## GIVEN TASK
Locate each line in the data below that contains the string "person" and copy those lines out.

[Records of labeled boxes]
* Begin *

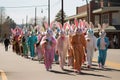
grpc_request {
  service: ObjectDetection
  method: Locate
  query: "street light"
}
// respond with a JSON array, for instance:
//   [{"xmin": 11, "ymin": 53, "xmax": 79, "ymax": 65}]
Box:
[
  {"xmin": 61, "ymin": 0, "xmax": 64, "ymax": 25},
  {"xmin": 86, "ymin": 0, "xmax": 90, "ymax": 23},
  {"xmin": 35, "ymin": 7, "xmax": 37, "ymax": 26},
  {"xmin": 48, "ymin": 0, "xmax": 50, "ymax": 25}
]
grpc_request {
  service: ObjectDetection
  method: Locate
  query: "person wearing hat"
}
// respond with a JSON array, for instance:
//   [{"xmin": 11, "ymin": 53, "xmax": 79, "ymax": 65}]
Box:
[
  {"xmin": 56, "ymin": 30, "xmax": 69, "ymax": 70},
  {"xmin": 28, "ymin": 32, "xmax": 37, "ymax": 60},
  {"xmin": 70, "ymin": 28, "xmax": 86, "ymax": 73},
  {"xmin": 85, "ymin": 28, "xmax": 97, "ymax": 68},
  {"xmin": 40, "ymin": 29, "xmax": 56, "ymax": 71},
  {"xmin": 97, "ymin": 30, "xmax": 109, "ymax": 68}
]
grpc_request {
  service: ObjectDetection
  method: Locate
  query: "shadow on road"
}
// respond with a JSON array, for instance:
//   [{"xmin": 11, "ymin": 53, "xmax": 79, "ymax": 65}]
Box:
[{"xmin": 50, "ymin": 69, "xmax": 75, "ymax": 76}]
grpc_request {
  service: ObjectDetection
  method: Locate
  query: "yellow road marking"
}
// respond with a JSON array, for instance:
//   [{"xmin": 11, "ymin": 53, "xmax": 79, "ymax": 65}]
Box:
[
  {"xmin": 93, "ymin": 59, "xmax": 120, "ymax": 69},
  {"xmin": 0, "ymin": 70, "xmax": 8, "ymax": 80}
]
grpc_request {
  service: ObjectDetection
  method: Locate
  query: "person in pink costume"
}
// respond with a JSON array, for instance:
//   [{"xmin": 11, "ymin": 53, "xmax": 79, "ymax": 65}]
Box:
[
  {"xmin": 56, "ymin": 30, "xmax": 69, "ymax": 70},
  {"xmin": 40, "ymin": 29, "xmax": 56, "ymax": 71}
]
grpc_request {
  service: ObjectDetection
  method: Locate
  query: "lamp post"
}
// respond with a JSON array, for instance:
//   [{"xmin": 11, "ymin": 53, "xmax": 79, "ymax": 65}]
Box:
[
  {"xmin": 35, "ymin": 7, "xmax": 37, "ymax": 26},
  {"xmin": 61, "ymin": 0, "xmax": 64, "ymax": 25},
  {"xmin": 86, "ymin": 0, "xmax": 90, "ymax": 23},
  {"xmin": 48, "ymin": 0, "xmax": 50, "ymax": 25}
]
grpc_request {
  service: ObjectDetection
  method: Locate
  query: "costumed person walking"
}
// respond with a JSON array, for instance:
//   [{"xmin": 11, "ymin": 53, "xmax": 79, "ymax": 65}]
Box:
[
  {"xmin": 56, "ymin": 30, "xmax": 69, "ymax": 70},
  {"xmin": 22, "ymin": 35, "xmax": 28, "ymax": 57},
  {"xmin": 4, "ymin": 36, "xmax": 10, "ymax": 51},
  {"xmin": 40, "ymin": 29, "xmax": 56, "ymax": 71},
  {"xmin": 70, "ymin": 28, "xmax": 86, "ymax": 73},
  {"xmin": 28, "ymin": 32, "xmax": 37, "ymax": 59},
  {"xmin": 85, "ymin": 28, "xmax": 97, "ymax": 68},
  {"xmin": 36, "ymin": 32, "xmax": 43, "ymax": 61},
  {"xmin": 54, "ymin": 29, "xmax": 60, "ymax": 64},
  {"xmin": 67, "ymin": 25, "xmax": 74, "ymax": 67},
  {"xmin": 97, "ymin": 30, "xmax": 109, "ymax": 68}
]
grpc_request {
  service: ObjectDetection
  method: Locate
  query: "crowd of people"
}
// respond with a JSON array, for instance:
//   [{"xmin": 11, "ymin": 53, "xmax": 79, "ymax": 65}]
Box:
[{"xmin": 5, "ymin": 20, "xmax": 109, "ymax": 73}]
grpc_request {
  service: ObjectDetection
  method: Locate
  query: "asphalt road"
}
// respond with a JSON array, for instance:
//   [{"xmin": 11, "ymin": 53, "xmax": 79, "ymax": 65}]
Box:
[{"xmin": 0, "ymin": 44, "xmax": 120, "ymax": 80}]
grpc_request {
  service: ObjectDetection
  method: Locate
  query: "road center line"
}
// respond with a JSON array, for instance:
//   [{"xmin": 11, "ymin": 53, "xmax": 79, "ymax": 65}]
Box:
[
  {"xmin": 93, "ymin": 59, "xmax": 120, "ymax": 69},
  {"xmin": 0, "ymin": 70, "xmax": 8, "ymax": 80}
]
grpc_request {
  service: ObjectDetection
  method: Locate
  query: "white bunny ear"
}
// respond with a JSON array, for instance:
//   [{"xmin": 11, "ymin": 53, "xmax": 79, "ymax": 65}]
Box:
[{"xmin": 44, "ymin": 22, "xmax": 48, "ymax": 29}]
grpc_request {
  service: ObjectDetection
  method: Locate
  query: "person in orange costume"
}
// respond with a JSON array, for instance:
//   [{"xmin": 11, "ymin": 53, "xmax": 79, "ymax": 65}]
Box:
[{"xmin": 70, "ymin": 28, "xmax": 86, "ymax": 73}]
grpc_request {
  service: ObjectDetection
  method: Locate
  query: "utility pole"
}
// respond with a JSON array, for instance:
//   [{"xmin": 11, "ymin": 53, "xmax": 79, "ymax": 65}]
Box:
[
  {"xmin": 35, "ymin": 7, "xmax": 37, "ymax": 26},
  {"xmin": 86, "ymin": 0, "xmax": 90, "ymax": 23},
  {"xmin": 61, "ymin": 0, "xmax": 64, "ymax": 25},
  {"xmin": 0, "ymin": 7, "xmax": 3, "ymax": 37},
  {"xmin": 48, "ymin": 0, "xmax": 50, "ymax": 25},
  {"xmin": 26, "ymin": 15, "xmax": 28, "ymax": 28}
]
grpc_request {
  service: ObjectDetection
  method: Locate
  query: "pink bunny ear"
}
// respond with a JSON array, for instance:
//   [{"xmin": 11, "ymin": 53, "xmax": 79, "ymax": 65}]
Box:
[
  {"xmin": 98, "ymin": 24, "xmax": 102, "ymax": 31},
  {"xmin": 11, "ymin": 29, "xmax": 16, "ymax": 35},
  {"xmin": 89, "ymin": 22, "xmax": 94, "ymax": 29},
  {"xmin": 74, "ymin": 18, "xmax": 78, "ymax": 27},
  {"xmin": 63, "ymin": 22, "xmax": 68, "ymax": 30},
  {"xmin": 79, "ymin": 19, "xmax": 83, "ymax": 27},
  {"xmin": 57, "ymin": 22, "xmax": 62, "ymax": 30},
  {"xmin": 50, "ymin": 21, "xmax": 54, "ymax": 28},
  {"xmin": 71, "ymin": 24, "xmax": 75, "ymax": 30},
  {"xmin": 44, "ymin": 22, "xmax": 48, "ymax": 29},
  {"xmin": 102, "ymin": 23, "xmax": 109, "ymax": 29}
]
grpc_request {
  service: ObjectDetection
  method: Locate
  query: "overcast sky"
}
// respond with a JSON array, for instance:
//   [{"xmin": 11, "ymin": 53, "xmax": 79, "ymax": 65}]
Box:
[{"xmin": 0, "ymin": 0, "xmax": 86, "ymax": 24}]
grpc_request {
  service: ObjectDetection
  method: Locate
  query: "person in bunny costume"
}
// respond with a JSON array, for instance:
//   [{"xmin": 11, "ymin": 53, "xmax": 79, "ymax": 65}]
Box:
[
  {"xmin": 70, "ymin": 28, "xmax": 86, "ymax": 73},
  {"xmin": 85, "ymin": 28, "xmax": 97, "ymax": 68},
  {"xmin": 97, "ymin": 23, "xmax": 109, "ymax": 68},
  {"xmin": 40, "ymin": 28, "xmax": 56, "ymax": 71},
  {"xmin": 56, "ymin": 30, "xmax": 69, "ymax": 70}
]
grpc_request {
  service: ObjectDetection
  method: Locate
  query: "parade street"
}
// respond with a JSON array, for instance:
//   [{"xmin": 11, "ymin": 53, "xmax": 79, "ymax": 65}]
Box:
[{"xmin": 0, "ymin": 43, "xmax": 120, "ymax": 80}]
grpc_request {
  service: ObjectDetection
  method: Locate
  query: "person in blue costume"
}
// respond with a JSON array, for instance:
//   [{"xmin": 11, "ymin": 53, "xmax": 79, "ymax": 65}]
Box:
[
  {"xmin": 97, "ymin": 30, "xmax": 109, "ymax": 68},
  {"xmin": 28, "ymin": 32, "xmax": 37, "ymax": 59}
]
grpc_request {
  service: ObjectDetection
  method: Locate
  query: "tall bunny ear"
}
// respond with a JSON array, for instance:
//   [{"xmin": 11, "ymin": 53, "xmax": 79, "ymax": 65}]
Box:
[
  {"xmin": 79, "ymin": 19, "xmax": 83, "ymax": 27},
  {"xmin": 63, "ymin": 22, "xmax": 68, "ymax": 30},
  {"xmin": 102, "ymin": 23, "xmax": 109, "ymax": 29},
  {"xmin": 11, "ymin": 29, "xmax": 16, "ymax": 35},
  {"xmin": 57, "ymin": 22, "xmax": 62, "ymax": 29},
  {"xmin": 50, "ymin": 21, "xmax": 55, "ymax": 29},
  {"xmin": 44, "ymin": 22, "xmax": 48, "ymax": 29},
  {"xmin": 98, "ymin": 24, "xmax": 102, "ymax": 30},
  {"xmin": 89, "ymin": 22, "xmax": 94, "ymax": 29},
  {"xmin": 74, "ymin": 18, "xmax": 78, "ymax": 27}
]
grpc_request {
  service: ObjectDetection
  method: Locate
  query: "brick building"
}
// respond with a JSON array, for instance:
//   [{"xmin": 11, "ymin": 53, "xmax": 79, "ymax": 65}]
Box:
[{"xmin": 65, "ymin": 0, "xmax": 120, "ymax": 48}]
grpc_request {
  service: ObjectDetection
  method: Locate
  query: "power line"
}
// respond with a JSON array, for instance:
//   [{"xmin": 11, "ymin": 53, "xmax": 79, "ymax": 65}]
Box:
[{"xmin": 0, "ymin": 5, "xmax": 48, "ymax": 8}]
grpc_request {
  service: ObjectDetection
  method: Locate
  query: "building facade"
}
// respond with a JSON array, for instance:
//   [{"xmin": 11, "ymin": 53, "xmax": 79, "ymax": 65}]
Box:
[{"xmin": 65, "ymin": 0, "xmax": 120, "ymax": 48}]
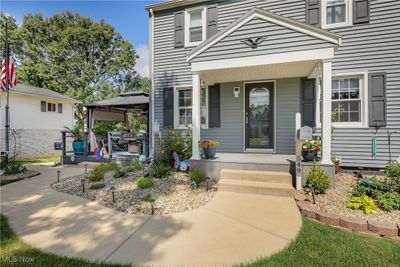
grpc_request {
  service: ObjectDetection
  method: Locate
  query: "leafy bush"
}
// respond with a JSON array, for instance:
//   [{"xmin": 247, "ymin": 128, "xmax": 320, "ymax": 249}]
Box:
[
  {"xmin": 150, "ymin": 162, "xmax": 172, "ymax": 178},
  {"xmin": 306, "ymin": 160, "xmax": 330, "ymax": 194},
  {"xmin": 158, "ymin": 127, "xmax": 192, "ymax": 166},
  {"xmin": 189, "ymin": 169, "xmax": 204, "ymax": 184},
  {"xmin": 378, "ymin": 192, "xmax": 400, "ymax": 211},
  {"xmin": 136, "ymin": 177, "xmax": 154, "ymax": 189},
  {"xmin": 86, "ymin": 162, "xmax": 118, "ymax": 182},
  {"xmin": 142, "ymin": 194, "xmax": 158, "ymax": 202},
  {"xmin": 352, "ymin": 178, "xmax": 389, "ymax": 199},
  {"xmin": 4, "ymin": 160, "xmax": 25, "ymax": 175},
  {"xmin": 125, "ymin": 159, "xmax": 143, "ymax": 172},
  {"xmin": 346, "ymin": 196, "xmax": 376, "ymax": 214},
  {"xmin": 382, "ymin": 162, "xmax": 400, "ymax": 194},
  {"xmin": 89, "ymin": 183, "xmax": 106, "ymax": 190}
]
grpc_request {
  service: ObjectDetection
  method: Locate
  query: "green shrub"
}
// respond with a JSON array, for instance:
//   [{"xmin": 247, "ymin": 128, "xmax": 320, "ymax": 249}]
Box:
[
  {"xmin": 136, "ymin": 177, "xmax": 154, "ymax": 189},
  {"xmin": 306, "ymin": 160, "xmax": 330, "ymax": 194},
  {"xmin": 352, "ymin": 178, "xmax": 389, "ymax": 199},
  {"xmin": 382, "ymin": 162, "xmax": 400, "ymax": 194},
  {"xmin": 346, "ymin": 196, "xmax": 376, "ymax": 214},
  {"xmin": 89, "ymin": 183, "xmax": 106, "ymax": 190},
  {"xmin": 142, "ymin": 194, "xmax": 158, "ymax": 202},
  {"xmin": 4, "ymin": 160, "xmax": 25, "ymax": 175},
  {"xmin": 158, "ymin": 127, "xmax": 192, "ymax": 166},
  {"xmin": 86, "ymin": 162, "xmax": 118, "ymax": 182},
  {"xmin": 113, "ymin": 167, "xmax": 127, "ymax": 179},
  {"xmin": 126, "ymin": 159, "xmax": 143, "ymax": 172},
  {"xmin": 150, "ymin": 162, "xmax": 173, "ymax": 178},
  {"xmin": 378, "ymin": 192, "xmax": 400, "ymax": 211},
  {"xmin": 189, "ymin": 169, "xmax": 204, "ymax": 184}
]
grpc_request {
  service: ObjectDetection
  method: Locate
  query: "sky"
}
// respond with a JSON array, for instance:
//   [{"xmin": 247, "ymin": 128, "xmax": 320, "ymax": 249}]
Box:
[{"xmin": 0, "ymin": 0, "xmax": 161, "ymax": 77}]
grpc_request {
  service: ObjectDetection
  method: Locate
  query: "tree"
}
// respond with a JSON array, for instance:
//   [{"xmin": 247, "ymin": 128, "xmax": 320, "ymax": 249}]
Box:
[{"xmin": 2, "ymin": 12, "xmax": 141, "ymax": 129}]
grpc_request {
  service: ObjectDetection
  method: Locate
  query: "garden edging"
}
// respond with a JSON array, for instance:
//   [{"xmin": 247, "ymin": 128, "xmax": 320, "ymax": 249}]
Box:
[{"xmin": 294, "ymin": 195, "xmax": 400, "ymax": 237}]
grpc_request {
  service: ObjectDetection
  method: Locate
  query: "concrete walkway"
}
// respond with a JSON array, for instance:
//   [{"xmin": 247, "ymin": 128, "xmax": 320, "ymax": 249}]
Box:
[{"xmin": 0, "ymin": 167, "xmax": 301, "ymax": 266}]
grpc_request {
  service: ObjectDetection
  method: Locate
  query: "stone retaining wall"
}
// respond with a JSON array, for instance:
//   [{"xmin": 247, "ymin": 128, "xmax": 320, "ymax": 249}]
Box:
[{"xmin": 294, "ymin": 195, "xmax": 400, "ymax": 237}]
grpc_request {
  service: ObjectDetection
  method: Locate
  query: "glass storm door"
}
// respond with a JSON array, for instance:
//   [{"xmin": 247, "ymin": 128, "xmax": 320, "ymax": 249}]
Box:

* End *

## FULL RESPONSE
  query: "person wearing hat"
  query: "person in pink costume"
  query: "costumed person walking"
  query: "person in orange costume"
  query: "person in bunny costume"
  query: "person in blue costume"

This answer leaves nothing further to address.